» Job A: Render this sentence from the Star Wars review into Spanish: "This version consists of some added-in and/or altered scenes as well as some more enhanced visual effects."
» Job B: In the Star Wars review, start at the words "Equally memorable is" and end after "to the Future.". Copy that passage word for word.
# Excerpt start
Equally memorable is John Williams' soundtrack, the title fanfare has been used in every Star Wars movie to date, and of course, the motifs Williams creates for the characters fit them to a T. One can only imagine the atmosphere of Star Wars had it been scored by someone else....

With all this, and more, it's no wonder that Star Wars's impact is still going strong, and, at the risk of causing controversy, the original trilogy can easily hold its own against some of the more cinematically complex and impressive trilogies of our time such as The Lord of the Rings, The Godfather, and Back to the Future.

However, George Lucas wasn't satisfied with his original version of Star Wars (the miniscule budget he received could hardly be enough to develop some of the story's more ambitious scope), so in 1997, he and his company, LucasFilm Ltd., re-released the film as a "Special Edition". This version consists of some added-in and/or altered scenes as well as some more enhanced visual effects. Purists have opposed these additions, especially since Lucas has not decided to release the original print of Star Wars on DVD. While this is a valid argument, Lucas himself has stated that this revamp of A New Hope is his vision. But I don't want to get into the fan controversy about the Special Editions. On this account, I will say that watching this more beefed-up version is a treat in and of itself; it's interesting (and fun) to pinpoint the differences between the original and the new incarnations. Admittingly, some of the added-in stuff isn't really necessary (in particular, I could probably have done without the altered scene where Greedo shoots first at Han, although I'm not nearly as anal about it as others are), but they hardly affect the flow of the story and just add another level of enjoyment to the experience.
# Excerpt end
# Listed records start
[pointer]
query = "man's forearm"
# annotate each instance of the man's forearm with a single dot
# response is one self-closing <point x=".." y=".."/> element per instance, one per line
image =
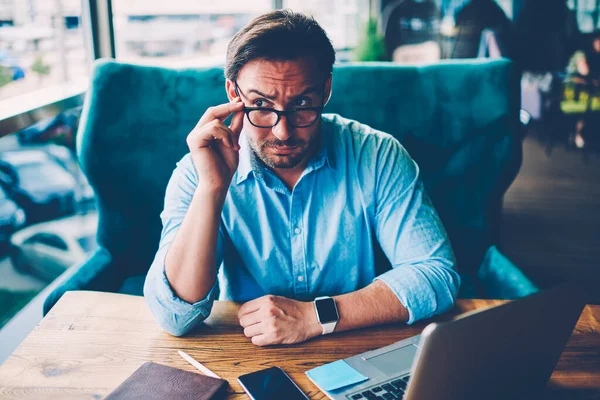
<point x="373" y="305"/>
<point x="190" y="264"/>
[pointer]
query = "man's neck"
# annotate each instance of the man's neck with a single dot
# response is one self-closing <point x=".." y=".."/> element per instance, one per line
<point x="291" y="176"/>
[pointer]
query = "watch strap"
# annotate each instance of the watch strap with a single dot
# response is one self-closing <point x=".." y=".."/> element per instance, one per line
<point x="328" y="327"/>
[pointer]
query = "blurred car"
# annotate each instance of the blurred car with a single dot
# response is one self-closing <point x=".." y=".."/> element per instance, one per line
<point x="11" y="63"/>
<point x="59" y="129"/>
<point x="47" y="249"/>
<point x="12" y="217"/>
<point x="37" y="183"/>
<point x="84" y="194"/>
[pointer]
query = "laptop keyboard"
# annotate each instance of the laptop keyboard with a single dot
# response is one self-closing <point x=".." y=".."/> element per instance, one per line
<point x="390" y="390"/>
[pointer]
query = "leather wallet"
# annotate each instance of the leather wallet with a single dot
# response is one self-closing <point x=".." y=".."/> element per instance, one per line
<point x="155" y="381"/>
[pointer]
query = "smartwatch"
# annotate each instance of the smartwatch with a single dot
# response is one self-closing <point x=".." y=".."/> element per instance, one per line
<point x="327" y="314"/>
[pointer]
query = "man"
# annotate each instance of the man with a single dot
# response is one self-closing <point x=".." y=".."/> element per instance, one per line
<point x="287" y="201"/>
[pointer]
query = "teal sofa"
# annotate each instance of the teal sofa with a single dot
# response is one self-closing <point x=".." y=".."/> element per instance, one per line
<point x="459" y="120"/>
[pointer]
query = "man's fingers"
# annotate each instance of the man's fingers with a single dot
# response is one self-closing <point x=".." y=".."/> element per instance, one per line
<point x="249" y="307"/>
<point x="250" y="319"/>
<point x="220" y="112"/>
<point x="237" y="122"/>
<point x="260" y="340"/>
<point x="206" y="135"/>
<point x="254" y="330"/>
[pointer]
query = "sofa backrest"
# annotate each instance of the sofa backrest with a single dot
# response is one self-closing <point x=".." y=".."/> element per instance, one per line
<point x="458" y="120"/>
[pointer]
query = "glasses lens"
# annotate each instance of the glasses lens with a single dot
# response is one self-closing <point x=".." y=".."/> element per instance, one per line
<point x="300" y="118"/>
<point x="262" y="118"/>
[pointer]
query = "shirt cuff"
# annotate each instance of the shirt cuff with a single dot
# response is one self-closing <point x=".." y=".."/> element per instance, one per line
<point x="415" y="291"/>
<point x="173" y="313"/>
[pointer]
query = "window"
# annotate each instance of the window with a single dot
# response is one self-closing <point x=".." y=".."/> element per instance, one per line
<point x="191" y="33"/>
<point x="179" y="33"/>
<point x="42" y="46"/>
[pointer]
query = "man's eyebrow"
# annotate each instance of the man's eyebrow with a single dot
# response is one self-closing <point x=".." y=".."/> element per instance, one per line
<point x="306" y="91"/>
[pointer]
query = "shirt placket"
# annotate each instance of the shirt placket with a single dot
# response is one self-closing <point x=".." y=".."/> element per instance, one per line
<point x="297" y="232"/>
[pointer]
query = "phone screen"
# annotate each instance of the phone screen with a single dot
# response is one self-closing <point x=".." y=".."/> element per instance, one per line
<point x="271" y="384"/>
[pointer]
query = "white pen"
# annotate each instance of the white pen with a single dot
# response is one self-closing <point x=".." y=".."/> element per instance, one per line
<point x="198" y="366"/>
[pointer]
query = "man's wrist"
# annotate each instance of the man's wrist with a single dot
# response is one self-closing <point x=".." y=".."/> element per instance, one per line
<point x="314" y="328"/>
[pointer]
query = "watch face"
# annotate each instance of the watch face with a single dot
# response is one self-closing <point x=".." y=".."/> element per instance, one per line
<point x="326" y="310"/>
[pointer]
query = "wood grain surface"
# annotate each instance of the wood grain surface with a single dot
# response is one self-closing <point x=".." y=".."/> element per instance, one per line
<point x="90" y="342"/>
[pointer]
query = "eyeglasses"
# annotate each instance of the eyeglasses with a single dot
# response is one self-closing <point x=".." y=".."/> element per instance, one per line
<point x="264" y="117"/>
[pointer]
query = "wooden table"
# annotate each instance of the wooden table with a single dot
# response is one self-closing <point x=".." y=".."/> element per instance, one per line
<point x="90" y="342"/>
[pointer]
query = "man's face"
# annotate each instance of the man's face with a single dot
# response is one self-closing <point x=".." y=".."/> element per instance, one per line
<point x="282" y="85"/>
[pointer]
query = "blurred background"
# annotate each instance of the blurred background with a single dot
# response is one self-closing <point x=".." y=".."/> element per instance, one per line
<point x="47" y="211"/>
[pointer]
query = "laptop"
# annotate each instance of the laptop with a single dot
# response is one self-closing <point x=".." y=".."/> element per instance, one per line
<point x="503" y="352"/>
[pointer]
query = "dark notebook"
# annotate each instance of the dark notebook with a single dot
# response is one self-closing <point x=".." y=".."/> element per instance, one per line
<point x="156" y="381"/>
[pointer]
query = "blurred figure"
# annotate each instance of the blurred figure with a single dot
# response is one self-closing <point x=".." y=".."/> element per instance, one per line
<point x="412" y="29"/>
<point x="546" y="34"/>
<point x="471" y="21"/>
<point x="585" y="75"/>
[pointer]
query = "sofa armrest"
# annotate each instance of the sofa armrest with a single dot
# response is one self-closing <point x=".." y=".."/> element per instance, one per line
<point x="92" y="274"/>
<point x="501" y="279"/>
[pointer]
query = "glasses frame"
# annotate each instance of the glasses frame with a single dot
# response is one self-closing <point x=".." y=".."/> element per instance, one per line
<point x="286" y="113"/>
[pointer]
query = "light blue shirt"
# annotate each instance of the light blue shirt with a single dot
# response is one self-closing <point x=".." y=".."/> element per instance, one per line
<point x="316" y="240"/>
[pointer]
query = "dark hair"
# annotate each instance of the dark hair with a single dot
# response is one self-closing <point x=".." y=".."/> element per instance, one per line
<point x="280" y="35"/>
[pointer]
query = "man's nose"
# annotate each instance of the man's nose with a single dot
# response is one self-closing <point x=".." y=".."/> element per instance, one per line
<point x="283" y="131"/>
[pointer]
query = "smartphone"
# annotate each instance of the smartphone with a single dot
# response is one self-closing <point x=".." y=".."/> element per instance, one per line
<point x="271" y="384"/>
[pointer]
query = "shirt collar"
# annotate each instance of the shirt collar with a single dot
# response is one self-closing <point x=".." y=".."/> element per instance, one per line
<point x="249" y="162"/>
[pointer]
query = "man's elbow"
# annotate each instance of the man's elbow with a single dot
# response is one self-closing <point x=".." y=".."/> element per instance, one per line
<point x="170" y="320"/>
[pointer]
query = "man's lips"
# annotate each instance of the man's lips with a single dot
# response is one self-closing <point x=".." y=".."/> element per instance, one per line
<point x="284" y="149"/>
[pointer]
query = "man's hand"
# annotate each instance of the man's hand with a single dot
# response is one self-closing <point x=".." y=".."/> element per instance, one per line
<point x="278" y="320"/>
<point x="214" y="146"/>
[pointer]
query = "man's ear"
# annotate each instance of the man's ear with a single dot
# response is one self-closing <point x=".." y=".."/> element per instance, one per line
<point x="230" y="90"/>
<point x="327" y="91"/>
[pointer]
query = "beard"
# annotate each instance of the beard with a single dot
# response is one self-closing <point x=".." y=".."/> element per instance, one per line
<point x="267" y="151"/>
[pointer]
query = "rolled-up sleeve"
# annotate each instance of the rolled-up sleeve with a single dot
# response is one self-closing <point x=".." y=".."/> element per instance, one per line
<point x="173" y="314"/>
<point x="411" y="235"/>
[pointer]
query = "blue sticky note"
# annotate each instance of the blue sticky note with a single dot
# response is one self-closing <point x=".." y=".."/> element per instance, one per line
<point x="335" y="375"/>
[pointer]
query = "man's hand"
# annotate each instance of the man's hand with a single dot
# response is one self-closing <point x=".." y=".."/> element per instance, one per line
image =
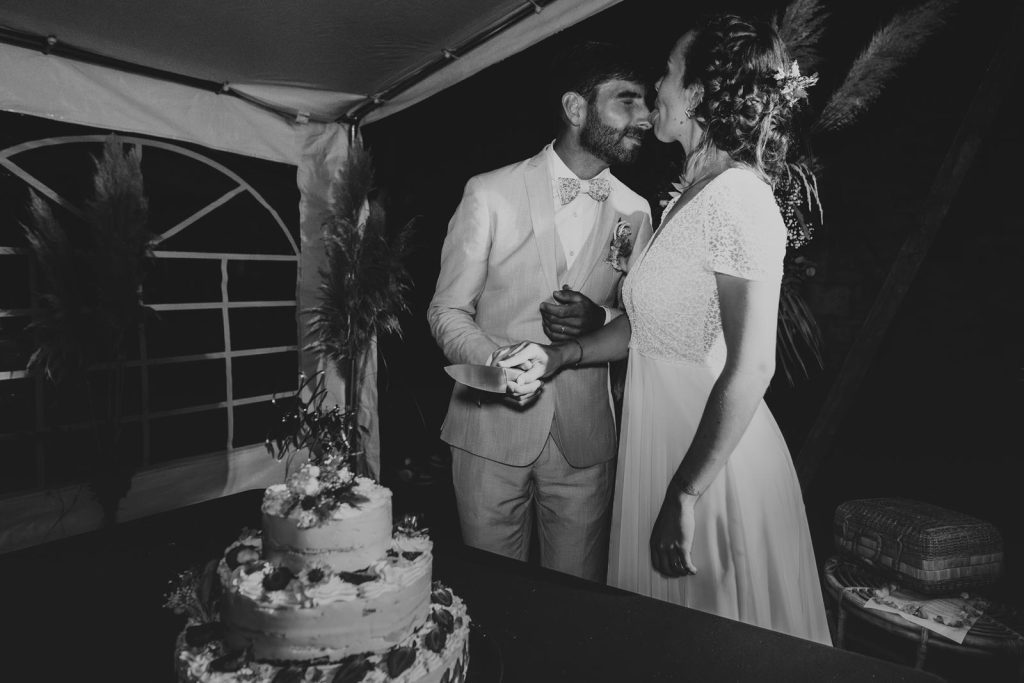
<point x="571" y="314"/>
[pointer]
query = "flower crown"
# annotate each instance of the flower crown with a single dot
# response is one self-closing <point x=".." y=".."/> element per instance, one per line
<point x="793" y="84"/>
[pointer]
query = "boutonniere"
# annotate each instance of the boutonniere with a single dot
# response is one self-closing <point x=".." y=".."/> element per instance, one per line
<point x="621" y="246"/>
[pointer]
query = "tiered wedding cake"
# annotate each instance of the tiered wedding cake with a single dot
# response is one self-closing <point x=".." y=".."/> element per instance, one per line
<point x="327" y="593"/>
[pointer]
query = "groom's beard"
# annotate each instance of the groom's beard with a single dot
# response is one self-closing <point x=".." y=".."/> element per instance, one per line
<point x="607" y="142"/>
# Listed records end
» Exercise output A: Esta versión consta de algunas escenas añadidas y/o modificadas, así como de algunos efectos visuales más perfeccionados.

» Exercise output B:
Equally memorable is John Williams' soundtrack, the title fanfare has been used in every Star Wars movie to date, and of course, the motifs Williams creates for the characters fit them to a T. One can only imagine the atmosphere of Star Wars had it been scored by someone else....

With all this, and more, it's no wonder that Star Wars's impact is still going strong, and, at the risk of causing controversy, the original trilogy can easily hold its own against some of the more cinematically complex and impressive trilogies of our time such as The Lord of the Rings, The Godfather, and Back to the Future.